◆ ТЕКСТ ДЛЯ ЧТЕНИЯ

##########

Ребёнок, до глубины возмущённый своими страданиями, вызванными тем, что мать не удовлетворила его потребности, теперь набрасывается на материнскую грудь, как голодный и томящийся жаждой зверь. А между тем, если бы он испытывал лишь лёгкую потребность, он приник бы к ней по-человечески радостно. Какова бы ни была причина, но когда ребёнок не знает нежной руки матери и её улыбчивых глаз, то и в его глазах и на его губах не появляются ни улыбка, ни то очарование, которые столь естественны для него, когда он спокоен. Это первое свидетельство пробуждающейся к жизни человечности отсутствует в лишённом покоя ребёнке. В нём, напротив, проявляются все признаки беспокойства и недоверия, которые, можно сказать, приостанавливают развитие любви и веры в самом зародыше, приводят их в замешательство и угрожают самому существу едва начавшегося в ребёнке развития.

##########

◆ ИСХОДНЫЕ ДАННЫЕ
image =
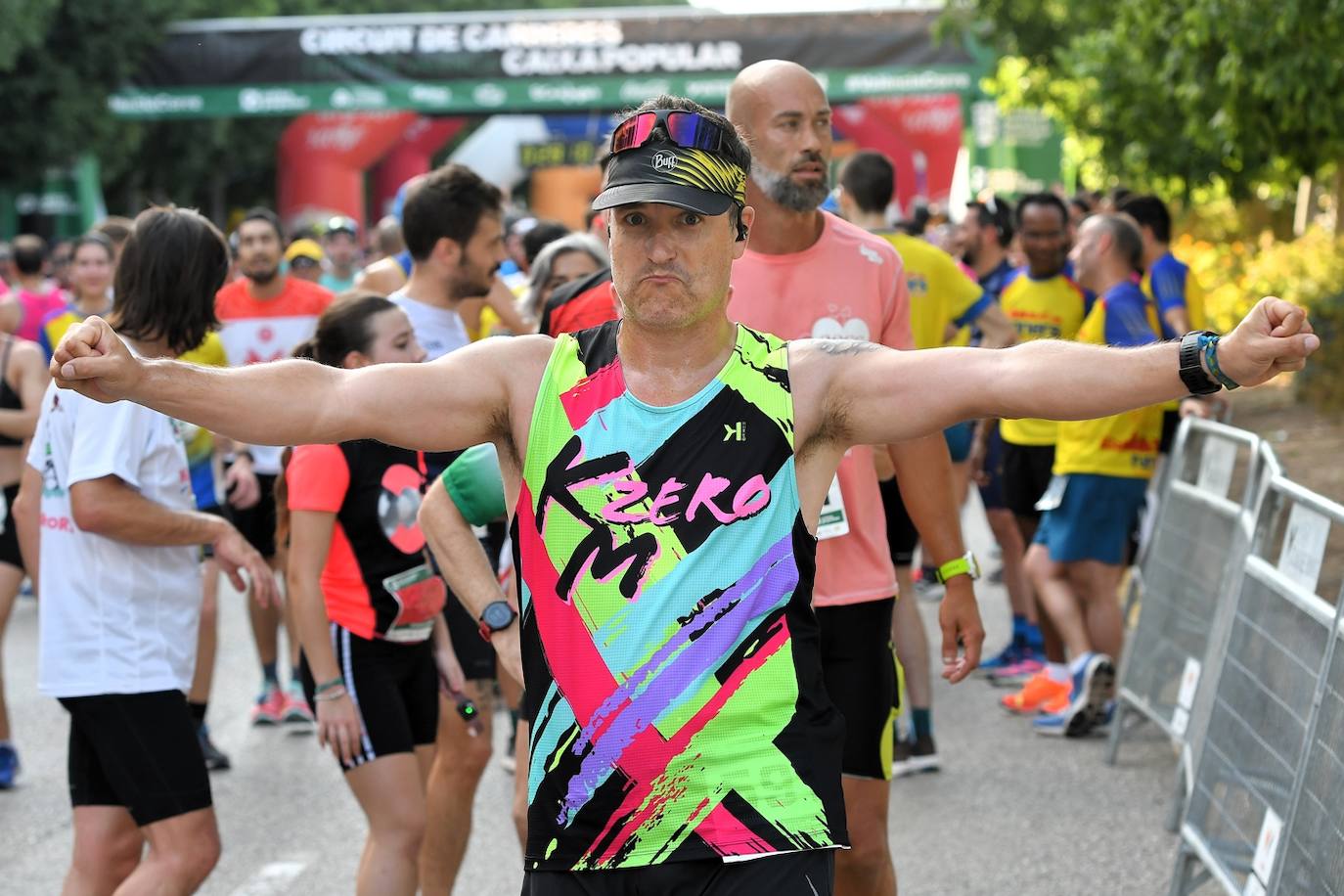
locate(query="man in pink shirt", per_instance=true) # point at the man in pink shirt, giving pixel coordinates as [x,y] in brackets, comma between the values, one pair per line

##########

◆ ЗАДАНИЕ 1
Перепишите из текста о ребёнке и матери всё, начиная с «Ребёнок, до глубины» и до «в ребёнке развития.» включительно.
◆ ЗАДАНИЕ 2
Ответьте по тексту о ребёнке и матери:
(a) С кем сравнивается ребёнок, набрасывающийся на материнскую грудь?
(b) Как ребёнок приник бы к груди, если бы испытывал лишь лёгкую потребность?
(c) Какие признаки проявляются в лишённом покоя ребёнке?

◆ ВЕРНЫЙ ОТВЕТ 1
Ребёнок, до глубины возмущённый своими страданиями, вызванными тем, что мать не удовлетворила его потребности, теперь набрасывается на материнскую грудь, как голодный и томящийся жаждой зверь. А между тем, если бы он испытывал лишь лёгкую потребность, он приник бы к ней по-человечески радостно. Какова бы ни была причина, но когда ребёнок не знает нежной руки матери и её улыбчивых глаз, то и в его глазах и на его губах не появляются ни улыбка, ни то очарование, которые столь естественны для него, когда он спокоен. Это первое свидетельство пробуждающейся к жизни человечности отсутствует в лишённом покоя ребёнке. В нём, напротив, проявляются все признаки беспокойства и недоверия, которые, можно сказать, приостанавливают развитие любви и веры в самом зародыше, приводят их в замешательство и угрожают самому существу едва начавшегося в ребёнке развития.

◆ ВЕРНЫЙ ОТВЕТ 2
(a) С голодным и томящимся жаждой зверем.
(b) По-человечески радостно.
(c) Все признаки беспокойства и недоверия.